Trecho da página:
§ §

Desengane-se: o Conservadorismo e o Liberalismo possuem afinidades

 Há certo tempo foi escrito por Carlos Góes, membro fundador do Instituto Mercado Popular, um texto[1] um tanto quanto ousado, provocador, que se versa sobre um tema essencialmente polêmico, a saber, a divergência entre conservadorismo e liberalismo. Contudo, distante de ser revelador quanto a doutrina do conservadorismo, o texto acaba pecando por sua análise superficial quanto ao tema a que se propõe.

 Em muitos momentos, parece-nos que certos conceitos e visões manifestados pelo autor a respeito da doutrina conservadora não correspondem ou não a descrevem – perdem-se em lugares-comuns e equívocos singelos. O mesmo se pode dizer quanto ao liberalismo: os próprios autores citados em seu texto possuem páginas e mais páginas que evocam um comum acordo com muitos autores ditos conservadores.

 Mas, comecemos do início. Propõe Góes que “o foco fundamental dos conservadores é na tradição, nos costumes e na continuidade”, utilizando, para tanto, o famoso texto de Russel Kirk, contido em sua obra A Política da Prudência[2]. Ora, nesta mesma obra – nada modesta, nem pequena -, enfatiza o autor que o conservadorismo se trata de doutrina filosófica e política cujo principal objetivo é a conservação do edifício social e político, com os respectivos valores a ele associados, que contribuíram e nos legaram todos os benefícios, tradições e virtudes que gozamos em vida coletiva. O império da Lei, a ordem, a liberdade civil, a propriedade privada, as trocas voluntárias do comércio compõem o corolário de uma civilização por demais valiosa que precisa, sob pena de fazer desaparecer tudo aquilo pelo qual nutrimos profundo amor e veneração, ser conservada a fim de assegurar às gerações vindouras os tesouros que hoje herdamos e necessitamos conservar.

 Por isto mesmo, por esta visão que possui em seu seio preocupação primordial com o futuro e com a herança cultural que hoje é construída, melhorada e preservada, entendem os modernos conservadores que – isto sim – a sociedade deve ser entendida como um contrato. Mas não um contrato à maneira jusnaturalista, que precede um estado de natureza teórico e fundamenta um corpo político. Um contrato tácito, silencioso, milenar, de compromissos, direitos e deveres, que compõe a um determinado povo sua identidade e a seus habitantes seu sentimento de pertença, de solidariedade, o fundamento do tecido social que une a todos a partir de uma linguagem de compreensão comum e sem o qual as individualidades dissipar-se-iam como moscas num dia quente de verão. Em suma, um contrato que tem em si um capital social e humano, cheio daquele conhecimento empírico e não “teorizável” em livros ou compêndios, que foi resultado da interação social de muitas gerações precedentes e que correspondem ás muitas soluções para problemas concretos enfrentados no passado.

§ §

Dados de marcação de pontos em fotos
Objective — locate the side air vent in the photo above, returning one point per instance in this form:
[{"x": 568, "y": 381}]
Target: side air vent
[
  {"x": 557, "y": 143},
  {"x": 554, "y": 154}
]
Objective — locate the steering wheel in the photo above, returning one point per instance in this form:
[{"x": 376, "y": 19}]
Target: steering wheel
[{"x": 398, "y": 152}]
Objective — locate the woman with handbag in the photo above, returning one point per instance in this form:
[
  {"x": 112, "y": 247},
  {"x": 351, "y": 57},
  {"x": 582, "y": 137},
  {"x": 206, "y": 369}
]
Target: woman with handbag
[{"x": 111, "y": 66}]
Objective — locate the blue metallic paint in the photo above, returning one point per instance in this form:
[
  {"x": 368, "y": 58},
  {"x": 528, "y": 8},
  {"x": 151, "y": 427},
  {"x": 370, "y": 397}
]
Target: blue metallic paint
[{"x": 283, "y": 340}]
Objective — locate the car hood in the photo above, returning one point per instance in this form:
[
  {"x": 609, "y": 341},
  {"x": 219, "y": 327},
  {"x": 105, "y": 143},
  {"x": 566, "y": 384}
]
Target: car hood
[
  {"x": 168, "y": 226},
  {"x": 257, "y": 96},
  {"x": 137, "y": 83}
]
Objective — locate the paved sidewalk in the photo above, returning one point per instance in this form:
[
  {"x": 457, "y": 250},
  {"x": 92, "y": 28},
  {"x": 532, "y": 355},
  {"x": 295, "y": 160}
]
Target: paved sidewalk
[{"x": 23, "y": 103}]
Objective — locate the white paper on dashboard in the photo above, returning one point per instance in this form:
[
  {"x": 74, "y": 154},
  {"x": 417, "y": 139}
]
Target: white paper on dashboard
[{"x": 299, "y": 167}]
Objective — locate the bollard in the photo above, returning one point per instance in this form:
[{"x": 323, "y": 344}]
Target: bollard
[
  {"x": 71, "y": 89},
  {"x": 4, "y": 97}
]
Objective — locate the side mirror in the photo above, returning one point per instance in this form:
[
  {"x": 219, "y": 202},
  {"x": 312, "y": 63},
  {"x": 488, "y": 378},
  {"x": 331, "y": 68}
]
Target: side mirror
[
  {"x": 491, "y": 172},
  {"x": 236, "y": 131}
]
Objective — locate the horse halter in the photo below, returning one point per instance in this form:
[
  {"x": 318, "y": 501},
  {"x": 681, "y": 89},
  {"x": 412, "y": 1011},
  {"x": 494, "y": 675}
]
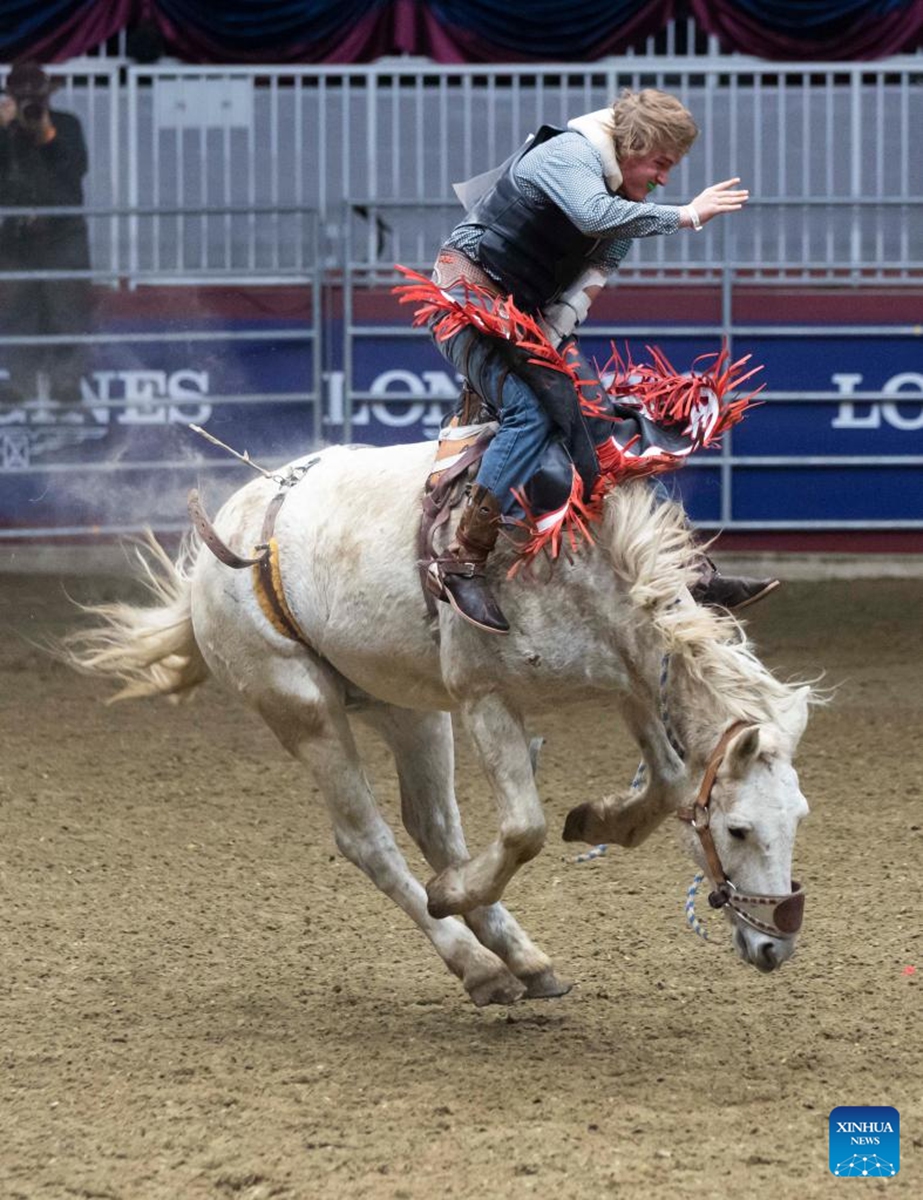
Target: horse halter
[{"x": 779, "y": 916}]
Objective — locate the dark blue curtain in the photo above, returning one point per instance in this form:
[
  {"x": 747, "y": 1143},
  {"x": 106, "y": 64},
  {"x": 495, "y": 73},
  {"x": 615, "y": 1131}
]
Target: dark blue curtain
[{"x": 456, "y": 30}]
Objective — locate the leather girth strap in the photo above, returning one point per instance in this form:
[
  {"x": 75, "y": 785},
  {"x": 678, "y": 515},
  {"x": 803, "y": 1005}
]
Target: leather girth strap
[
  {"x": 267, "y": 576},
  {"x": 205, "y": 529},
  {"x": 437, "y": 505}
]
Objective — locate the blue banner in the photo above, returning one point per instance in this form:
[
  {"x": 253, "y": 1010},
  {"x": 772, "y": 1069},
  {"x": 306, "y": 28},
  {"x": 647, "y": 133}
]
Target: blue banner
[{"x": 127, "y": 456}]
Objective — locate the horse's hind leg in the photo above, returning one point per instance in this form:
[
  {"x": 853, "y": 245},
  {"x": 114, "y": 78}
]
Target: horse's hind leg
[
  {"x": 424, "y": 753},
  {"x": 311, "y": 724}
]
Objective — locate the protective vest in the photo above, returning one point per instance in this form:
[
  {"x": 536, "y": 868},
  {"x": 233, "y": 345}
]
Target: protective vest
[{"x": 534, "y": 250}]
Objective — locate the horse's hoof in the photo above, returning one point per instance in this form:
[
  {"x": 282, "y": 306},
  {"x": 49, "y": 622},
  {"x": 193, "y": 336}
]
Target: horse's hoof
[
  {"x": 576, "y": 823},
  {"x": 545, "y": 985},
  {"x": 499, "y": 989}
]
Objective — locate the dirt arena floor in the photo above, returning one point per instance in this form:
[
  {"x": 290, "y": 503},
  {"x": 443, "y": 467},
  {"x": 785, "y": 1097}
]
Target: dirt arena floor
[{"x": 199, "y": 999}]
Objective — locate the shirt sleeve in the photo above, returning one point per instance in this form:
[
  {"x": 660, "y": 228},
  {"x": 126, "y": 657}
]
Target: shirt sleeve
[{"x": 568, "y": 172}]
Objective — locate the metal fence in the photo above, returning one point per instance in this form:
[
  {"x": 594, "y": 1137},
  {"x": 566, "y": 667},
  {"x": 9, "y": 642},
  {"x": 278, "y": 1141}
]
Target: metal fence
[
  {"x": 834, "y": 148},
  {"x": 323, "y": 178}
]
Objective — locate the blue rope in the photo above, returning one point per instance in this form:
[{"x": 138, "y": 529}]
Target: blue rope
[{"x": 695, "y": 924}]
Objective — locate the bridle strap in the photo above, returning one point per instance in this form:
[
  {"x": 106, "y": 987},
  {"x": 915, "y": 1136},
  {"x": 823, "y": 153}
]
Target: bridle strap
[
  {"x": 699, "y": 814},
  {"x": 786, "y": 913}
]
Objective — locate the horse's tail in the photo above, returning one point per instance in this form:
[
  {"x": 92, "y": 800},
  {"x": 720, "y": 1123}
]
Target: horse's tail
[{"x": 150, "y": 649}]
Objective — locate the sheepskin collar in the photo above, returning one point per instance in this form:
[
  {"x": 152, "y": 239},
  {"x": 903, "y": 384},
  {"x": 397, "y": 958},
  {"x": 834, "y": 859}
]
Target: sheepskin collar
[{"x": 597, "y": 129}]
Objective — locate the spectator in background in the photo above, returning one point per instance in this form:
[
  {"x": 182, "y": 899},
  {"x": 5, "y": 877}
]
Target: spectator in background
[{"x": 42, "y": 163}]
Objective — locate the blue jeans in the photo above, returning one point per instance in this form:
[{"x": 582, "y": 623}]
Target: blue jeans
[{"x": 525, "y": 432}]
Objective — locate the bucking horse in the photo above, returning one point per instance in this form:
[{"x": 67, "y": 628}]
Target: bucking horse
[{"x": 304, "y": 598}]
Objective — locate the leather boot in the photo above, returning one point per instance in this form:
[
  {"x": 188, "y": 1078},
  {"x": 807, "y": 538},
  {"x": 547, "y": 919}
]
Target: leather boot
[
  {"x": 459, "y": 576},
  {"x": 729, "y": 592}
]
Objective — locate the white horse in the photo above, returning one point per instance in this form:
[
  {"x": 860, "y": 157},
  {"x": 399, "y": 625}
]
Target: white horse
[{"x": 604, "y": 622}]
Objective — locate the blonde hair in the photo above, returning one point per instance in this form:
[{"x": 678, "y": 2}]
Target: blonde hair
[{"x": 651, "y": 120}]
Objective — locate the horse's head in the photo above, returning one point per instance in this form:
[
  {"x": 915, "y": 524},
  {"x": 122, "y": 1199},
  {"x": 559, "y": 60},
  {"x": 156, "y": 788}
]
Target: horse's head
[{"x": 741, "y": 828}]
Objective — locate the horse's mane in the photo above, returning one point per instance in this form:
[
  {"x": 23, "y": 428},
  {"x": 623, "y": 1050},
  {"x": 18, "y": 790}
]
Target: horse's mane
[{"x": 655, "y": 552}]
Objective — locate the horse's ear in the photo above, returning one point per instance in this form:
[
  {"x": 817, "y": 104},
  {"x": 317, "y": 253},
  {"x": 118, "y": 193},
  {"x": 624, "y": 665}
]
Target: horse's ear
[{"x": 742, "y": 751}]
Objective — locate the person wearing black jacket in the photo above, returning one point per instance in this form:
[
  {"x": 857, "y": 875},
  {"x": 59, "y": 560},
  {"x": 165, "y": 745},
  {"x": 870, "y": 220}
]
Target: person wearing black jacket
[{"x": 42, "y": 165}]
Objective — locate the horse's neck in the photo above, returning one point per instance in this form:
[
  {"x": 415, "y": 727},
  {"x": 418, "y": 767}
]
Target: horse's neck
[{"x": 693, "y": 713}]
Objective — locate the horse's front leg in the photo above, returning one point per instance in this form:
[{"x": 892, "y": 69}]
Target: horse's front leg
[
  {"x": 503, "y": 749},
  {"x": 424, "y": 751},
  {"x": 628, "y": 820}
]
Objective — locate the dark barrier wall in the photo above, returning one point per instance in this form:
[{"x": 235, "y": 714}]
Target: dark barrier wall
[{"x": 126, "y": 456}]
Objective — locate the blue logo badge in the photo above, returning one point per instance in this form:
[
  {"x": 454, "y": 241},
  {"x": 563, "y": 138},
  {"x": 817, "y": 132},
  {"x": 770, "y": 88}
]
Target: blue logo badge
[{"x": 864, "y": 1141}]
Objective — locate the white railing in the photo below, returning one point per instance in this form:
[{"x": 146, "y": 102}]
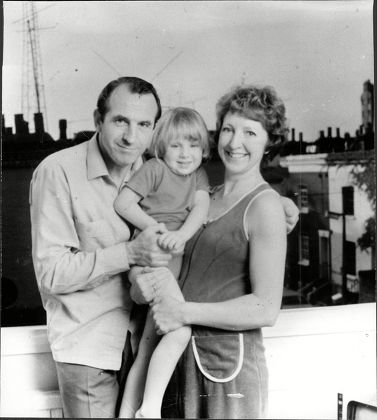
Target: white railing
[{"x": 312, "y": 353}]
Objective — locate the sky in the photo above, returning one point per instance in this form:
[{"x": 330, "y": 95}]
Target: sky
[{"x": 316, "y": 54}]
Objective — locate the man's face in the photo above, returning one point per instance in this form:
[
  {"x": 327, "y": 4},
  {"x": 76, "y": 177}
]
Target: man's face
[{"x": 127, "y": 128}]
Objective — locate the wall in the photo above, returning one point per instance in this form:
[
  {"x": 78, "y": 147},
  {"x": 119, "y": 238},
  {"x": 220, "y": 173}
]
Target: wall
[
  {"x": 340, "y": 177},
  {"x": 313, "y": 354}
]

§ §

Lista de exercícios:
- a) Transcreva o trecho sobre conservadorismo e liberalismo, começando em "Há certo tempo" e seguindo até "que se propõe.".
- b) Informe quantas linhas dos dados contêm a palavra "black". Responda somente com o número.

Respostas por tarefa:
- a)
Há certo tempo foi escrito por Carlos Góes, membro fundador do Instituto Mercado Popular, um texto[1] um tanto quanto ousado, provocador, que se versa sobre um tema essencialmente polêmico, a saber, a divergência entre conservadorismo e liberalismo. Contudo, distante de ser revelador quanto a doutrina do conservadorismo, o texto acaba pecando por sua análise superficial quanto ao tema a que se propõe.

- b) 2